WHAT YOU SHOULD DO: Which lines in the items below contain the string "saddle"? Pull out each of them.

[Point annotation records]
───

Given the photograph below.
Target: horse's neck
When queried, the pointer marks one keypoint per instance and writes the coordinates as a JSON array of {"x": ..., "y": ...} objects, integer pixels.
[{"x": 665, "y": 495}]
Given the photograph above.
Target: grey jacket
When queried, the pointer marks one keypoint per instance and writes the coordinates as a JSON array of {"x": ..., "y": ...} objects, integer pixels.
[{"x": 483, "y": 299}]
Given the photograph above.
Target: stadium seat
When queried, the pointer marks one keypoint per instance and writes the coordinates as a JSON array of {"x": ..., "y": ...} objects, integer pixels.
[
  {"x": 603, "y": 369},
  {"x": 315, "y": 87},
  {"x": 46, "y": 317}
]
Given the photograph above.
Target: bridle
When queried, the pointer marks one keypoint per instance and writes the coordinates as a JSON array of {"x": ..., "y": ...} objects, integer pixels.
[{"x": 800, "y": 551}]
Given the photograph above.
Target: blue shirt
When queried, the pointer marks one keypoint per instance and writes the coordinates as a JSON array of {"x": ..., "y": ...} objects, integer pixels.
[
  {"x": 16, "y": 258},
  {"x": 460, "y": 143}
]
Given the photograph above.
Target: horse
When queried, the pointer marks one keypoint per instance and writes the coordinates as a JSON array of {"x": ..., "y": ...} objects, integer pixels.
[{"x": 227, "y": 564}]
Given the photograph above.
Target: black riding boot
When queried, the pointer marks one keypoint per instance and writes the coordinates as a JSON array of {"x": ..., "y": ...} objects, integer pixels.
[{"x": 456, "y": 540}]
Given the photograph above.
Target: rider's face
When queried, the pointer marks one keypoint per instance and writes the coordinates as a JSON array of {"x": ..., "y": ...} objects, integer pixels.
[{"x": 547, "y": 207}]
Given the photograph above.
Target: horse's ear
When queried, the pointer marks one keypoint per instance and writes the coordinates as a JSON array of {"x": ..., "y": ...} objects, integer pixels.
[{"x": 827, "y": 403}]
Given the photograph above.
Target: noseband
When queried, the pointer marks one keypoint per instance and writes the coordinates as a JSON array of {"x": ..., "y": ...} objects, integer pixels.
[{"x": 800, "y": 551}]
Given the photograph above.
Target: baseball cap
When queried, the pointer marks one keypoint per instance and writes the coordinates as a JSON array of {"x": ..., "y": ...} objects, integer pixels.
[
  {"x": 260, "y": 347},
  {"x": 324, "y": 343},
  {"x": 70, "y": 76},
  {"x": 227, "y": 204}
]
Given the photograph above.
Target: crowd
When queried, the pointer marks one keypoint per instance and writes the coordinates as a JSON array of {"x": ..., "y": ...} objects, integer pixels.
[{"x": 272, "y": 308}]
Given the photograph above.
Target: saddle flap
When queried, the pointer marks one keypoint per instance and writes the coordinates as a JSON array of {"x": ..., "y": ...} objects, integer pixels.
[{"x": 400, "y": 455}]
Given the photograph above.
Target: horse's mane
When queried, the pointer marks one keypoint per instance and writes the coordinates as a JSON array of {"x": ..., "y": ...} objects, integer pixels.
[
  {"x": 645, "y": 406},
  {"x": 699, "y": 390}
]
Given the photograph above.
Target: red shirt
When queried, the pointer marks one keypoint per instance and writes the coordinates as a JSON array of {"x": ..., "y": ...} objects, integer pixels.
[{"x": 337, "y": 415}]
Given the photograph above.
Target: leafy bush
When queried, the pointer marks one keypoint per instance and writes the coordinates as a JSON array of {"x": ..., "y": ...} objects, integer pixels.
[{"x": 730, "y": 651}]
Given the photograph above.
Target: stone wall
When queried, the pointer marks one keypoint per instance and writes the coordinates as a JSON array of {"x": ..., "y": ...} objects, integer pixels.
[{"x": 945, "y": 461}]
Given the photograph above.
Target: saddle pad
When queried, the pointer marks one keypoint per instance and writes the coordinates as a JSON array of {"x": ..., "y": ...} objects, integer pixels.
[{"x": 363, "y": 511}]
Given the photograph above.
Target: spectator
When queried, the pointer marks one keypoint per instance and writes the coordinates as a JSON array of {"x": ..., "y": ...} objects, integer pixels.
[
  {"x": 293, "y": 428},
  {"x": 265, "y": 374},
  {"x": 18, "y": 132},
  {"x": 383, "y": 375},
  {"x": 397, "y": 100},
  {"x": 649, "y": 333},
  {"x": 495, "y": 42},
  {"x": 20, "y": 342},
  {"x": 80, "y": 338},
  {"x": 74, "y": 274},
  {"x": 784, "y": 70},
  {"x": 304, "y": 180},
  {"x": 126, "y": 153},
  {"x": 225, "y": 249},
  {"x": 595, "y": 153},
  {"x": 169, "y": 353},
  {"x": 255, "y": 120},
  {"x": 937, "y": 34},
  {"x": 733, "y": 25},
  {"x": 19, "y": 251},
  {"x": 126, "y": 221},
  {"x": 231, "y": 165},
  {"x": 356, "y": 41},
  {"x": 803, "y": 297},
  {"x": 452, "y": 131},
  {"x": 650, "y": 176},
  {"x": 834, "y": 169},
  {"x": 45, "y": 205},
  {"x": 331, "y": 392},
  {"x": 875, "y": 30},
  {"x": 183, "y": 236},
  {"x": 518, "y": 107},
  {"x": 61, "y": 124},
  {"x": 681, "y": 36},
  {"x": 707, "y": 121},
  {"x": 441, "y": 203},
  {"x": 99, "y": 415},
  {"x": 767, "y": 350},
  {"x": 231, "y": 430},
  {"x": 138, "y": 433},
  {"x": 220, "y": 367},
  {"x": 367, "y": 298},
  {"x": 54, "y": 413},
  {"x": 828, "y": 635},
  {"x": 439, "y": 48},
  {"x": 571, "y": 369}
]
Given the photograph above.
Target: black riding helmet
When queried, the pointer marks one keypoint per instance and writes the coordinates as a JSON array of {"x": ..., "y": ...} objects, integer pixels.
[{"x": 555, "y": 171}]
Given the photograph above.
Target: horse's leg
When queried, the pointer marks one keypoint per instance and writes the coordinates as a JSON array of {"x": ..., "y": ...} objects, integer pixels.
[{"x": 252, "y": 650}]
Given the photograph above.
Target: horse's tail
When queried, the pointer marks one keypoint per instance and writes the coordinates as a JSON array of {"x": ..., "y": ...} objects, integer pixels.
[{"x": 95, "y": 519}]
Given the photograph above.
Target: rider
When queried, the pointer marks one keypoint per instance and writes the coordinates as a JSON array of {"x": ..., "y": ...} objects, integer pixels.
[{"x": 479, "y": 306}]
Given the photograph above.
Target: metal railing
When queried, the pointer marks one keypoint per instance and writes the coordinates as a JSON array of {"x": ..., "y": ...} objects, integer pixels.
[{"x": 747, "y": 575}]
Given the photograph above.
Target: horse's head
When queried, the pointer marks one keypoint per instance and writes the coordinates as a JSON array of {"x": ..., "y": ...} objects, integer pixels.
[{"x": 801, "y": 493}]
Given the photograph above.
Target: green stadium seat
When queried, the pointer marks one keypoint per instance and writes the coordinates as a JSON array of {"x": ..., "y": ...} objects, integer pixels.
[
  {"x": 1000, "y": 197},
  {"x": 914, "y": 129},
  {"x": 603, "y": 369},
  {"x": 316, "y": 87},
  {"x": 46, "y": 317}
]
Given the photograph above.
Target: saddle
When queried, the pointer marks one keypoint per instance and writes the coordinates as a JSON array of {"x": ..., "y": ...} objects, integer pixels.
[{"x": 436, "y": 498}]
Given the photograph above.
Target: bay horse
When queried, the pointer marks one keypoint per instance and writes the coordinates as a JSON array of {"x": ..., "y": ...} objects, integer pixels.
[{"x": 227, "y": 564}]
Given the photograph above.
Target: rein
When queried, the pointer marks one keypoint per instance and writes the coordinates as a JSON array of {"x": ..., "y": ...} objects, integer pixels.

───

WRITTEN REPLY:
Target: saddle flap
Target: saddle pad
Target: saddle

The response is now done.